--- Texto de origem ---

22
de março de 2013 | N° 17379
PAULO
SANT’ANA
Visão e
audição
Fiz
um teste ontem com minha surdez. Conversando com Moisés Mendes, notei que
quando ele falava eu o ouvia bem, dava para o gasto.
No
entanto, quando o Moisés falava e eu fechava os olhos, deixava de ouvi-lo.
Um
otorrino português concluiria que quando se está de olhos fechados se ouve
menos. Ou nada, como é meu caso.
Mas
não é bem assim. Acontece em realidade o seguinte: o som que sai dos lábios de
uma pessoa é reforçado pela leitura labial que se faz nessa pessoa.
Portanto,
quando se está ouvindo alguém a falar, mal percebemos que não estamos ouvindo
só pelos nossos ouvidos, mas também pelos olhos no nosso interlocutor.
A
gente costuma dizer que se ouve pelos ouvidos. Não é assim. Ouvimos pelos olhos
também, quando se trata de alguém que está falando para nós.
Isso
me faz presumir com quase certeza que os cegos, quando estão falando com
alguém, ouvem menos que uma pessoa que enxerga. Apesar de que a cegueira
acarreta o que se pode chamar de uma vantagem: ela aguça os outros sentidos nos
cegos.
Isso
faz com que um cego, quando se aproxima uma outra pessoa, mesmo não podendo
vê-la, saiba bem quem é que está se aproximando.
Esta
coluna sobre visão e audição deve estar interessando muito aos meus médicos
Luiz Lavinsky e Joaquim Xavier, otorrino e oftalmologista, respectivamente.
Os
dois anseiam por operar-me dos olhos e dos ouvidos, os cirurgiões, enquanto não
operam a gente, não sossegam.
Mas
eu reajo sempre a qualquer cirurgia, até quanto eu possa. E
assim vou levando, empurrando com a barriga as cirurgias a que pretendem me
submeter.
Enquanto
isso, os dois cirurgiões a que me referi vão clinicando comigo, vão floreando o
galo, aceitando resignadamente em procrastinar as minhas cirurgias.

--- Tarefa 1 ---
As afirmações abaixo estão de acordo com a crônica sobre visão e audição? Responda sim ou não a cada uma e cite entre aspas as palavras da crônica que decidem a resposta. (a) Quem escreve deixava de ouvir Moisés Mendes ao fechar os olhos. (b) Luiz Lavinsky é o oftalmologista de quem escreve. (c) Segundo a crônica, a cegueira aguça os outros sentidos nos cegos.
--- Tarefa 2 ---
Retome a crônica sobre visão e audição a partir do ponto em que ela termina e continue o texto.

Registros extraídos de uma coleção:
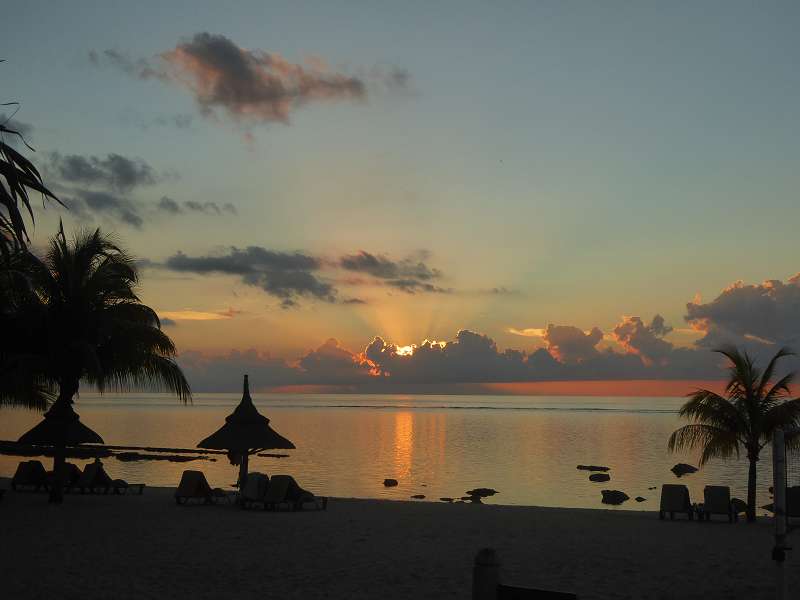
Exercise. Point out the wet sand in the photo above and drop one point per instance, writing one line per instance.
(148, 547)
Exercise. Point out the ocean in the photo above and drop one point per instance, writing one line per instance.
(526, 448)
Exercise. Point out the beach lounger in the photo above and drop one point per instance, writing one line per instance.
(717, 501)
(194, 486)
(793, 501)
(277, 493)
(254, 490)
(675, 499)
(30, 475)
(94, 479)
(295, 496)
(69, 478)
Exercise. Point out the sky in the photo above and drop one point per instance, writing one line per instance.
(543, 191)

--- Resposta 1 ---
(a) Sim: "quando o Moisés falava e eu fechava os olhos, deixava de ouvi-lo."
(b) Não: "Luiz Lavinsky e Joaquim Xavier, otorrino e oftalmologista, respectivamente."
(c) Sim: "ela aguça os outros sentidos nos cegos."

--- Resposta 2 ---
A
cirurgia de catarata que o doutor Xavier quer me fazer é simples: ele me disse
que consiste apenas em introduzir no meu cristalino uma espécie de agulha e
aspirar com ela a matéria fosca que existe lá. Depois, apenas é feito um
implante de uma lente atrás da íris e da pupila e o paciente na mesma hora já
sai enxergando sem mais qualquer óbice.
Já a
cirurgia de ouvido que o doutor Lavinsky sonha em fazer em mim é coisa mais complicada.
Por
sinal, meu corpo em realidade tem uns 10 pontos que os cirurgiões ambicionam
para suas intervenções. Eu é que vou adiando, calma lá, doutor, vai me tratando
devagar, não passe por enquanto a faca em mim.
E
assim vou atravessando o outono, que já está derrubando folhas secas amareladas
sobre as calçadas e os parques: postergando as cirurgias, valorizando como
nunca os tratamentos laboratoriais, fugindo da radicalidade dos cirurgiões e
explorando mais as suas vocações clínicas.
Por
final, constato que dos cinco sentidos humanos, em quatro tenho médicos a
atendê-los. Só não os tenho para o sentido do olfato.
Porque
o meu faro para tudo, inclusive para escrever esta coluna, continua excelente.